(Task to carry out): In the stretch from the start of the data through the line containing "here is a sample", rename "even-odd" to "nonzero" and repeat those lines with nothing else changed.

─── Extracted data

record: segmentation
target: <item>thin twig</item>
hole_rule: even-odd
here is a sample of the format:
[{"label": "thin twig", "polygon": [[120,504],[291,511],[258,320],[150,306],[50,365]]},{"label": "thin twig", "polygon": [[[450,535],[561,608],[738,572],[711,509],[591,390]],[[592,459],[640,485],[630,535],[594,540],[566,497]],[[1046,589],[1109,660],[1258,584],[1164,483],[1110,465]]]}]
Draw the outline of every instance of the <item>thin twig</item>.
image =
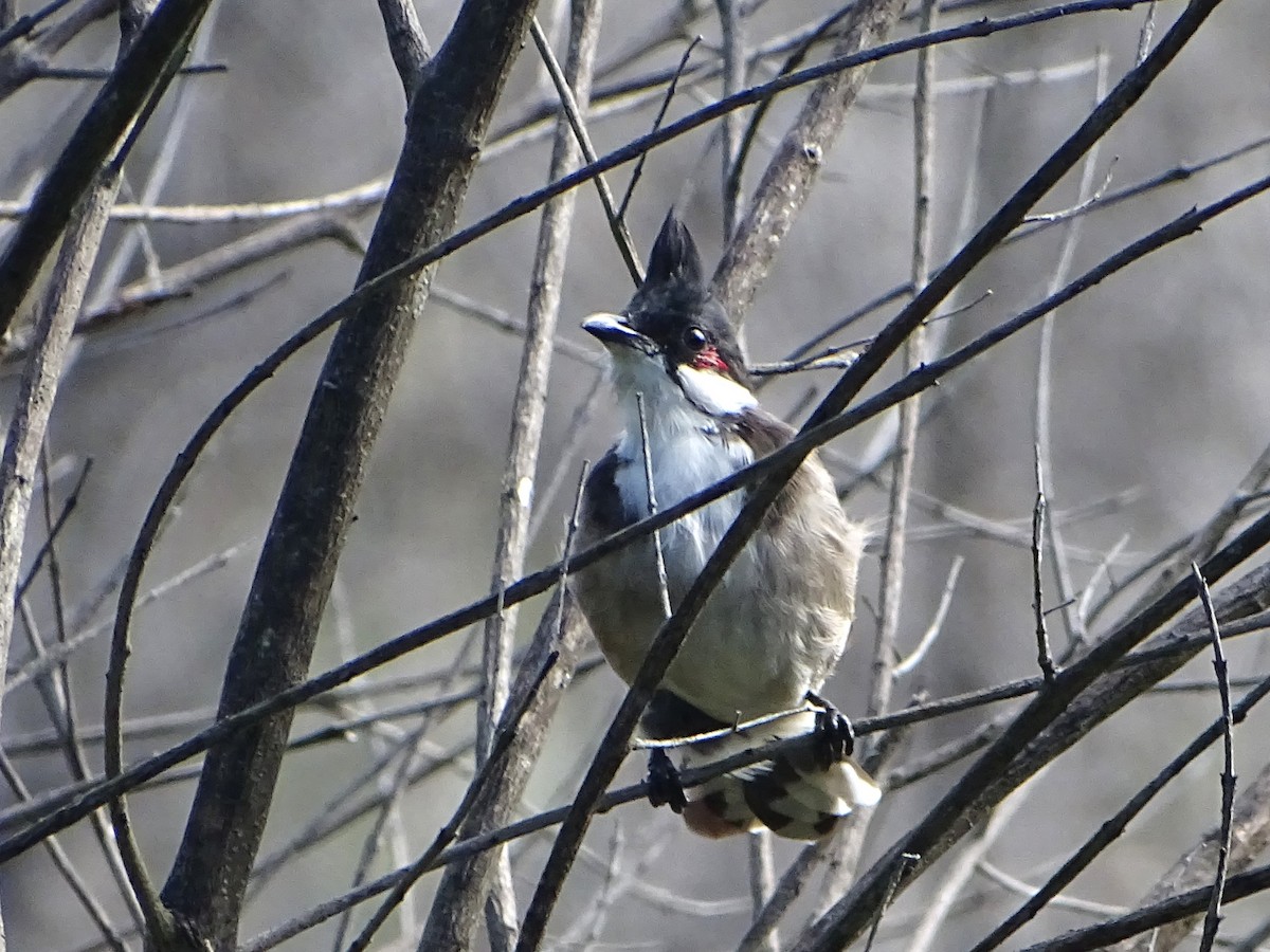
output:
[{"label": "thin twig", "polygon": [[[657,490],[653,487],[653,451],[648,444],[648,419],[644,416],[644,395],[635,395],[635,413],[639,416],[640,458],[644,463],[644,491],[649,515],[657,515]],[[671,607],[671,583],[665,574],[665,551],[662,548],[662,531],[653,531],[653,559],[657,562],[657,592],[662,599],[662,618],[674,614]]]},{"label": "thin twig", "polygon": [[[598,0],[593,0],[593,18],[598,22],[601,9]],[[578,142],[578,149],[582,151],[583,157],[588,162],[594,162],[596,147],[591,143],[591,136],[587,133],[587,127],[582,118],[583,109],[585,108],[585,103],[588,102],[591,93],[591,63],[587,63],[588,88],[585,90],[585,95],[575,94],[570,85],[577,85],[578,76],[574,76],[573,84],[569,83],[569,79],[560,69],[560,63],[556,61],[555,53],[551,51],[551,43],[547,42],[546,34],[542,33],[542,27],[538,25],[536,17],[532,23],[530,23],[530,36],[533,37],[533,44],[538,50],[538,56],[542,57],[542,62],[547,67],[547,74],[555,84],[556,95],[560,96],[560,109],[564,112],[564,117],[569,122],[569,128],[573,129],[574,138],[577,138]],[[577,65],[574,65],[574,70],[577,70]],[[579,102],[582,102],[583,105],[579,107]],[[556,141],[559,141],[559,138]],[[577,164],[577,159],[573,159],[560,168],[552,168],[551,178],[560,178],[565,173],[572,171]],[[635,242],[631,240],[631,234],[626,228],[626,222],[622,221],[621,215],[613,204],[612,189],[608,188],[608,182],[602,174],[597,174],[593,182],[596,183],[596,190],[599,193],[599,203],[605,207],[605,216],[608,218],[608,228],[612,231],[613,240],[617,242],[617,251],[621,254],[622,263],[626,265],[626,270],[630,273],[635,287],[639,287],[644,281],[644,269],[640,267],[639,255],[635,254]],[[572,208],[572,203],[569,207]]]},{"label": "thin twig", "polygon": [[1049,632],[1045,628],[1045,602],[1041,590],[1041,565],[1045,559],[1045,473],[1040,465],[1040,444],[1035,444],[1036,505],[1033,506],[1033,614],[1036,618],[1036,664],[1048,683],[1058,671],[1049,650]]},{"label": "thin twig", "polygon": [[494,744],[490,748],[489,758],[481,765],[480,770],[478,770],[472,782],[467,786],[467,791],[464,793],[464,798],[458,802],[453,816],[451,816],[446,825],[441,828],[436,839],[432,840],[432,845],[424,850],[423,856],[408,867],[406,873],[392,887],[387,897],[375,911],[375,915],[371,916],[371,920],[366,924],[358,937],[353,939],[352,944],[349,944],[348,952],[366,952],[370,947],[371,938],[373,938],[378,928],[387,922],[389,915],[401,901],[409,889],[414,886],[424,872],[428,871],[432,861],[439,856],[441,850],[453,842],[458,829],[464,825],[464,820],[467,817],[467,812],[480,796],[481,790],[489,782],[489,778],[494,774],[494,772],[502,767],[503,757],[507,754],[507,750],[512,744],[512,739],[516,736],[516,730],[521,718],[530,710],[535,697],[537,697],[538,687],[546,679],[547,674],[551,673],[558,658],[559,655],[555,652],[550,654],[546,663],[542,665],[542,669],[538,671],[537,678],[532,682],[530,689],[525,693],[519,702],[514,707],[508,707],[503,711],[503,717],[500,720],[498,732],[494,735]]},{"label": "thin twig", "polygon": [[[907,399],[917,390],[932,386],[936,381],[946,377],[955,368],[974,359],[1022,327],[1035,322],[1049,310],[1062,306],[1082,291],[1092,287],[1100,281],[1104,281],[1109,275],[1125,268],[1128,264],[1143,258],[1158,248],[1170,244],[1171,241],[1193,234],[1203,223],[1266,190],[1270,190],[1270,176],[1253,182],[1209,206],[1189,211],[1172,220],[1143,239],[1123,248],[1120,251],[1105,259],[1099,265],[1091,268],[1088,272],[1071,282],[1058,294],[1025,310],[1016,317],[998,325],[989,333],[966,344],[955,353],[949,354],[942,359],[933,360],[921,371],[908,374],[892,387],[888,387],[885,391],[860,402],[855,409],[841,413],[824,423],[818,423],[810,429],[805,429],[805,432],[803,432],[799,437],[795,437],[786,447],[782,447],[771,456],[763,457],[762,459],[737,471],[733,476],[720,480],[712,486],[682,500],[681,503],[667,506],[658,515],[652,515],[648,519],[643,519],[639,523],[627,527],[626,529],[616,532],[607,539],[592,546],[589,550],[578,553],[574,560],[575,567],[583,569],[611,552],[631,545],[636,538],[643,538],[653,528],[667,526],[686,513],[707,505],[709,503],[739,489],[740,486],[749,485],[772,472],[777,472],[780,467],[789,466],[790,461],[801,458],[801,456],[810,452],[812,448],[827,443],[829,439],[864,423],[865,420],[872,419],[878,414],[897,405],[900,400]],[[368,282],[363,287],[370,287],[372,284],[375,284],[375,282]],[[335,316],[343,314],[339,308],[340,306],[337,306],[334,310]],[[258,386],[260,386],[260,383],[268,380],[269,374],[272,374],[273,371],[287,359],[287,357],[296,353],[305,343],[320,333],[320,330],[326,326],[324,321],[334,320],[330,315],[331,312],[328,312],[323,316],[323,319],[310,324],[307,327],[298,331],[291,340],[283,344],[278,350],[276,350],[274,354],[260,366],[259,372],[240,383],[234,392],[230,393],[230,396],[227,396],[212,413],[203,425],[199,426],[198,432],[190,438],[185,451],[183,451],[179,457],[177,466],[165,480],[163,493],[156,496],[155,506],[157,510],[165,510],[166,505],[170,504],[171,499],[177,495],[180,485],[197,461],[199,451],[206,448],[212,434],[218,429],[224,420],[229,418],[232,410],[241,405],[241,402]],[[161,524],[161,515],[156,514],[154,517],[155,526],[147,528],[147,533],[152,533],[157,524]],[[1246,546],[1251,543],[1250,539],[1257,537],[1264,528],[1265,526],[1262,523],[1255,524],[1250,529],[1251,536],[1245,533],[1245,536],[1237,541],[1238,545],[1232,543],[1234,547],[1229,551],[1243,552]],[[147,534],[147,545],[151,538],[152,536]],[[505,593],[507,603],[511,603],[513,599],[516,602],[521,602],[541,594],[555,583],[558,574],[559,564],[547,566],[541,571],[522,578],[513,585],[508,586]],[[33,824],[28,830],[24,830],[22,834],[0,842],[0,862],[5,862],[13,856],[29,849],[39,842],[42,835],[65,829],[67,825],[83,817],[88,811],[100,806],[112,797],[118,796],[119,792],[132,790],[137,784],[157,776],[163,770],[202,753],[222,737],[229,736],[235,731],[244,730],[248,725],[255,724],[264,717],[269,717],[278,711],[304,703],[325,691],[344,684],[381,664],[385,664],[423,645],[431,644],[437,638],[444,637],[453,631],[462,630],[476,621],[481,621],[488,617],[490,612],[495,611],[495,608],[497,603],[493,598],[485,598],[465,605],[442,618],[437,618],[428,625],[400,635],[396,638],[391,638],[345,665],[325,671],[324,674],[314,677],[307,682],[295,685],[293,688],[279,692],[272,698],[253,704],[236,715],[221,720],[212,727],[199,732],[197,736],[190,737],[183,744],[135,764],[119,777],[109,782],[103,782],[90,791],[84,791],[81,793],[81,798],[74,806],[66,806],[53,811],[42,817],[39,823]]]},{"label": "thin twig", "polygon": [[[683,76],[683,70],[688,65],[688,57],[692,56],[692,51],[696,50],[697,43],[701,42],[701,37],[693,37],[692,42],[687,44],[683,50],[683,55],[679,57],[679,65],[674,69],[671,75],[671,81],[665,84],[665,94],[662,96],[662,105],[657,110],[657,116],[653,117],[653,132],[662,128],[662,121],[665,119],[665,110],[671,108],[671,100],[674,99],[674,90],[679,85],[679,77]],[[617,206],[617,217],[625,218],[626,209],[630,207],[631,197],[635,194],[635,185],[639,184],[640,176],[644,174],[644,165],[648,162],[648,152],[644,152],[639,159],[635,160],[635,168],[631,170],[630,182],[626,183],[626,192],[622,193],[621,204]]]},{"label": "thin twig", "polygon": [[940,595],[940,604],[935,609],[935,617],[931,618],[931,623],[927,626],[921,641],[917,642],[917,647],[907,658],[895,664],[892,671],[893,678],[903,678],[906,674],[914,671],[939,638],[940,632],[944,631],[944,619],[947,618],[949,608],[952,605],[952,590],[956,588],[956,580],[961,574],[964,564],[965,559],[961,556],[956,556],[952,560],[952,565],[949,566],[947,579],[944,583],[944,594]]},{"label": "thin twig", "polygon": [[[921,9],[921,29],[927,33],[933,27],[935,0],[923,0]],[[909,282],[914,293],[919,293],[930,281],[931,189],[935,178],[935,105],[930,93],[933,79],[933,57],[930,50],[922,50],[917,55],[917,91],[913,96],[913,244]],[[925,360],[926,335],[925,329],[918,326],[904,344],[904,373],[911,373]],[[886,712],[895,683],[895,636],[899,631],[904,590],[908,499],[913,485],[919,419],[918,397],[900,404],[899,434],[886,509],[886,534],[883,538],[881,579],[878,586],[880,619],[874,641],[872,680],[869,693],[869,713],[872,715]],[[880,754],[881,748],[876,753]]]},{"label": "thin twig", "polygon": [[406,102],[414,96],[419,77],[432,58],[432,47],[424,36],[414,0],[377,0],[389,41],[392,65],[396,66]]},{"label": "thin twig", "polygon": [[1226,654],[1222,651],[1222,628],[1217,622],[1217,611],[1213,608],[1213,595],[1195,562],[1191,562],[1191,572],[1195,578],[1195,585],[1199,588],[1200,600],[1204,603],[1204,613],[1208,616],[1209,632],[1213,636],[1213,673],[1217,675],[1218,696],[1222,699],[1222,831],[1217,845],[1213,897],[1209,900],[1208,913],[1204,915],[1204,934],[1199,943],[1200,952],[1210,952],[1222,922],[1222,892],[1226,889],[1226,867],[1231,857],[1231,825],[1234,819],[1234,718],[1231,715],[1229,671],[1226,665]]},{"label": "thin twig", "polygon": [[[749,901],[753,904],[754,923],[762,918],[776,891],[776,867],[772,859],[772,834],[756,830],[745,843],[749,857]],[[781,937],[775,925],[757,946],[761,952],[781,952]]]}]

──────

(Exercise output):
record: segmentation
target: <item>thin twig</item>
hole_rule: nonzero
here is a sample of the format:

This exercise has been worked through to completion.